═══ Supplied records ═══

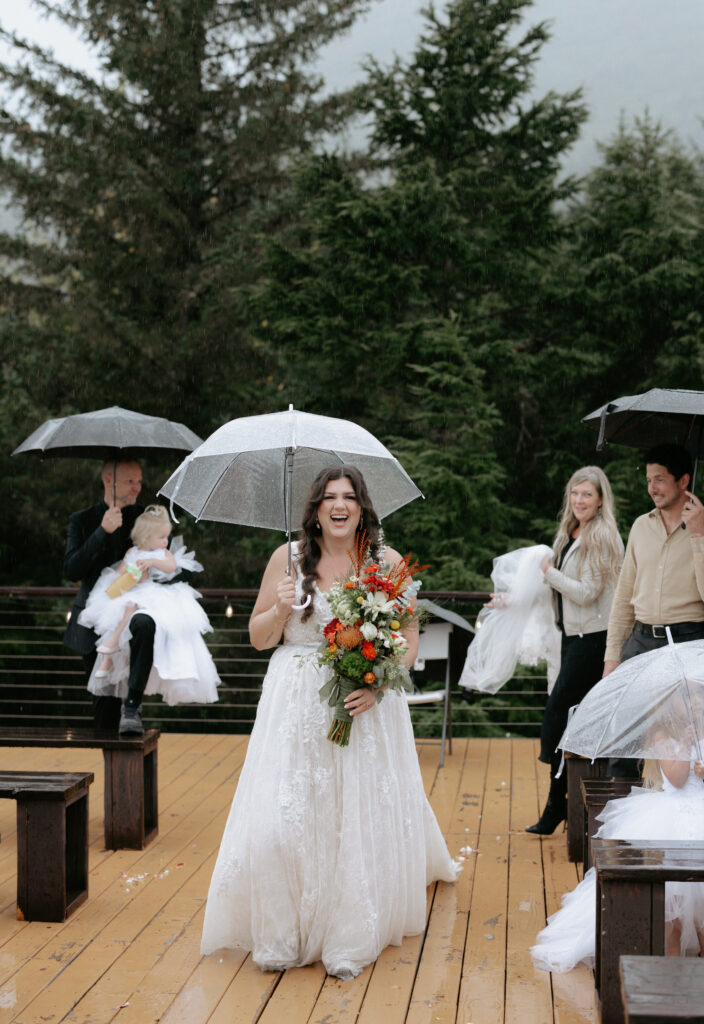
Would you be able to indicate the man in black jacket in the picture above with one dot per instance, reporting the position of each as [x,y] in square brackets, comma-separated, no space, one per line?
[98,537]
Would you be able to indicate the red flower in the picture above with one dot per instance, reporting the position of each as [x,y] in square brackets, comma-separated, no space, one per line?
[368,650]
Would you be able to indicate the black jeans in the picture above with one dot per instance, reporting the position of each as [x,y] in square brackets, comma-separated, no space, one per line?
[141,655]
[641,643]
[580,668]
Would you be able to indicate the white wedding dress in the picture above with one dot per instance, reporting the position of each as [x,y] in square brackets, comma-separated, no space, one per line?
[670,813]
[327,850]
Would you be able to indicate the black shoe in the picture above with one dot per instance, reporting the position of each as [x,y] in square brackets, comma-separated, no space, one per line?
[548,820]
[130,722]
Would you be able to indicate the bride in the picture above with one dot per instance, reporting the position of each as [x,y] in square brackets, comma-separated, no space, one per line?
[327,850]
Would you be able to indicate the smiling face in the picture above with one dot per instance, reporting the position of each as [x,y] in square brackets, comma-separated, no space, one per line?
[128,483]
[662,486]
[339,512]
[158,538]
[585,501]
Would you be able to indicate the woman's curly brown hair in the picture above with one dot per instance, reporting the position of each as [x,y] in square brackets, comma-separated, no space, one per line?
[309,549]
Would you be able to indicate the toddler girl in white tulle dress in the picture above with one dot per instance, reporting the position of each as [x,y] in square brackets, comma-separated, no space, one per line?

═══
═══ Supplied records ═══

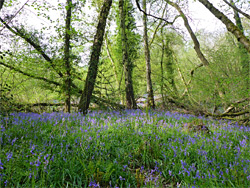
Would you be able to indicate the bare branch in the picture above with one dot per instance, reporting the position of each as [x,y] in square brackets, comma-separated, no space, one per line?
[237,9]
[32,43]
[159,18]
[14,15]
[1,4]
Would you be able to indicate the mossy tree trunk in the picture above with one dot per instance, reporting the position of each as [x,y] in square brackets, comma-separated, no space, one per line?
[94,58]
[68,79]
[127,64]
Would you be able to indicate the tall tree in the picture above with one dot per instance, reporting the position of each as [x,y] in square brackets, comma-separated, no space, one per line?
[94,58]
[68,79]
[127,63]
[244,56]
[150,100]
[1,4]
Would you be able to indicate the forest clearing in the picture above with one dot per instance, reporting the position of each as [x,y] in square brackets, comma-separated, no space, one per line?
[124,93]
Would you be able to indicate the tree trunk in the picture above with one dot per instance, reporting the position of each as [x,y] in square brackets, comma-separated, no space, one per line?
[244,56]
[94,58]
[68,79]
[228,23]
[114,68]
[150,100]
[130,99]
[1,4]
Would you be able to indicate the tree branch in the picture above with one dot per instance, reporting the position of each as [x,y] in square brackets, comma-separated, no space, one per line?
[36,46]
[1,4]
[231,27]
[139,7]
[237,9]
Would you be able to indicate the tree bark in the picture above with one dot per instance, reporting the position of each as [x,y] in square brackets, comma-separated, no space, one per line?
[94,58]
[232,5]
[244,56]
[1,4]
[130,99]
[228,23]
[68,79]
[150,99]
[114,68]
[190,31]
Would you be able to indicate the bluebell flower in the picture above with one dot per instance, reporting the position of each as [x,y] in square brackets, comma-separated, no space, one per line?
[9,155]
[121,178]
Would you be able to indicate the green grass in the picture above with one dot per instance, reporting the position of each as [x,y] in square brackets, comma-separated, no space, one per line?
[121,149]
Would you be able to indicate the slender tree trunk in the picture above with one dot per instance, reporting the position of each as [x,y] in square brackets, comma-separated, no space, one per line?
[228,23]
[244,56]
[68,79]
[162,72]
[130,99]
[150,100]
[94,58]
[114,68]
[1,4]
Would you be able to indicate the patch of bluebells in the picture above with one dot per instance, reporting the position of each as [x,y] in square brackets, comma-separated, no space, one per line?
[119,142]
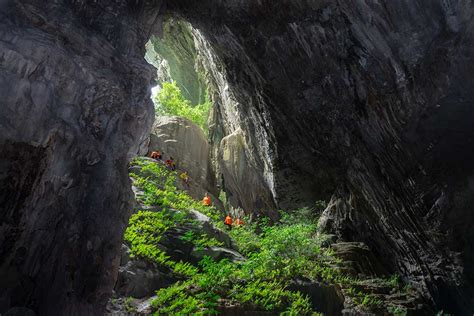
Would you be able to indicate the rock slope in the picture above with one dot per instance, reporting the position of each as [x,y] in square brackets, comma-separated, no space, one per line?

═══
═══ Supplied records ═══

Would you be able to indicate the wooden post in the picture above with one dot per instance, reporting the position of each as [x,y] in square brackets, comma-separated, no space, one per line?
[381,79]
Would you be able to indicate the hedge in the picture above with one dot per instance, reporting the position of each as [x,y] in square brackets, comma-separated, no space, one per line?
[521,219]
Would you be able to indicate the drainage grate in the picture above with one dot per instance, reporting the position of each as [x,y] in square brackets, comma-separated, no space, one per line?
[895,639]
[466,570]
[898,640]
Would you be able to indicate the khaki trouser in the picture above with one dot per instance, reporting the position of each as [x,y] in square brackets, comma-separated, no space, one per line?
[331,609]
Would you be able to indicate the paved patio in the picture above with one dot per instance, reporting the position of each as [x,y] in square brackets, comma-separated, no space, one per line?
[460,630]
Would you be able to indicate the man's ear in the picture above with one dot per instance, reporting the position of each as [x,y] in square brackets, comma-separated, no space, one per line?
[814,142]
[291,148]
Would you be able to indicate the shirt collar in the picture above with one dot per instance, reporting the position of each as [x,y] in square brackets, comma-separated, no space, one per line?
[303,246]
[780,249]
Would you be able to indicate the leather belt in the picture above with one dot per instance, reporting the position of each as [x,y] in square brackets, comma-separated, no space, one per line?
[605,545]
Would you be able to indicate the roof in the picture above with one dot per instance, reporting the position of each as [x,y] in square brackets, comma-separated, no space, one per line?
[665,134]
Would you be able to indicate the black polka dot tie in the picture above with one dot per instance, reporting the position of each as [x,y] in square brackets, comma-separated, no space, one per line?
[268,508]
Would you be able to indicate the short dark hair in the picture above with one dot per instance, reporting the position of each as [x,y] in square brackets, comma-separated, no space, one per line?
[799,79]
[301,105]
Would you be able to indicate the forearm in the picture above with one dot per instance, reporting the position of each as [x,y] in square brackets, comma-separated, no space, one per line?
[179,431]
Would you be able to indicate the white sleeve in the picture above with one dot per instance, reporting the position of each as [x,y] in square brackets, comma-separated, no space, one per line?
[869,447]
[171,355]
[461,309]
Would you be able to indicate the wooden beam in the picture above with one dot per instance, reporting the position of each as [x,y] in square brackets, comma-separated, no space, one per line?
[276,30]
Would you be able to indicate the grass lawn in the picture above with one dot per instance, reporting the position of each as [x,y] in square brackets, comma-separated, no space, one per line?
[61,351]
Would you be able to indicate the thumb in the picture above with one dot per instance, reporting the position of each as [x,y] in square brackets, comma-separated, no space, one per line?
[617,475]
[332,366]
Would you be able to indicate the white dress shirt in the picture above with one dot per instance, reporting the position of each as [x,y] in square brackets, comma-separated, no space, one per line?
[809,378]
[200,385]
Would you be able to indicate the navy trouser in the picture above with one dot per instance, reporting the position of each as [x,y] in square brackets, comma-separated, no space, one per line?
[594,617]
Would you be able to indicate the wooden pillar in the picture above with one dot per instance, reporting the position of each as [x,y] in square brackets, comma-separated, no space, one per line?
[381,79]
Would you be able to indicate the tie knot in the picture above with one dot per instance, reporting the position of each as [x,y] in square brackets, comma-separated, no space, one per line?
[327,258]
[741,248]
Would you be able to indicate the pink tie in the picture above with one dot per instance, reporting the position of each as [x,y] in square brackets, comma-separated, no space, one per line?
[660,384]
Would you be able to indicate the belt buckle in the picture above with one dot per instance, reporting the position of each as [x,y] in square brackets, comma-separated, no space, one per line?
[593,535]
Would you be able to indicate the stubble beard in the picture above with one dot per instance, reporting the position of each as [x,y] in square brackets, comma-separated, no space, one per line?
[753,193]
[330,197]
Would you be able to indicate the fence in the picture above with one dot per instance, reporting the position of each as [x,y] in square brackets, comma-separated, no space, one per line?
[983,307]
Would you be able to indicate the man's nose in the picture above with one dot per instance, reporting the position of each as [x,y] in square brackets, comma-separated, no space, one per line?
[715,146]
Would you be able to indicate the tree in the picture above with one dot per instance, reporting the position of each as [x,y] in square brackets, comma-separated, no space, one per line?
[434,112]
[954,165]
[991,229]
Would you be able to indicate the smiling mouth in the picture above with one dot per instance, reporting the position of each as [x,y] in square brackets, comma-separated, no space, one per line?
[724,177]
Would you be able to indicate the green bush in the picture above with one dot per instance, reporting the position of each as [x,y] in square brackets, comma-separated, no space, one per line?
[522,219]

═══

What is required: The expected output is exactly the lines of the listing above between the line holding "Would you be able to indicate the woman's" and the line holding "Would you be able to indicate the toddler", inclusive.

Solution for this problem:
Would you be able to indicate the woman's curly brown hair in the picture above with one dot per instance, reporting the position of each as [x,y] in square brackets, comma-separated, no space, one per line?
[309,549]
Would you be able to indicate the toddler girl in white tulle dress in the picture above with one dot per instance, reporting the position of each as [x,y] in square brackets, comma-separated, no space, one per line?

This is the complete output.